_Directions_. Please put every line of the items below into a JSON list of strings, one string per line, leaving out any blank lines.

_Records for the task_.
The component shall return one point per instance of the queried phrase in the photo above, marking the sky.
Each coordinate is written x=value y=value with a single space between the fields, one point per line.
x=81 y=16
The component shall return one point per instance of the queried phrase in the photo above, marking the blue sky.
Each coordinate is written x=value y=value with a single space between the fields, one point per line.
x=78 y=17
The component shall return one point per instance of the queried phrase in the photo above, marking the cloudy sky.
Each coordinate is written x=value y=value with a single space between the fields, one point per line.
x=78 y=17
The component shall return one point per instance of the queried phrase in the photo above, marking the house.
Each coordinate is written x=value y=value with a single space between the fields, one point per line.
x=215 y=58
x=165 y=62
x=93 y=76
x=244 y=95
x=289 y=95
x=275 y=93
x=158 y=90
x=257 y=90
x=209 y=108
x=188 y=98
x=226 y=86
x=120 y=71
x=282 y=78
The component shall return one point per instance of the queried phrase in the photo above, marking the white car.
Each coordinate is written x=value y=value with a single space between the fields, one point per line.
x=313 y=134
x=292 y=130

_Complete output_.
[
  "The component shall return one point per instance of the queried phrase in the photo above, marking the sky.",
  "Each coordinate is written x=value y=value with a single space between the fields, one point per line.",
  "x=81 y=16",
  "The component shall return one point per instance of the queried phrase in the photo above, marking the blue sky.",
  "Each coordinate is written x=value y=value with a single space between the fields, one point per line.",
  "x=78 y=17",
  "The component shall return one point per instance of the queried phrase in the photo above, marking the cloudy sky.",
  "Each coordinate is written x=value y=value with a single space between the fields, one point per line.",
  "x=78 y=17",
  "The component shall return one point per instance of the queried phrase in the photo above, marking the house.",
  "Each coordinate is written x=value y=value with a single space between the fields, one point per line.",
  "x=215 y=58",
  "x=165 y=62",
  "x=93 y=76",
  "x=244 y=95",
  "x=289 y=95",
  "x=275 y=93",
  "x=158 y=90",
  "x=257 y=90",
  "x=209 y=108",
  "x=188 y=98",
  "x=226 y=86",
  "x=120 y=71",
  "x=282 y=78",
  "The component shall return one point per instance of the queried phrase in the photo above, marking the white car.",
  "Each coordinate is written x=value y=value with a single space between the fields, one point per line.",
  "x=313 y=134",
  "x=292 y=130"
]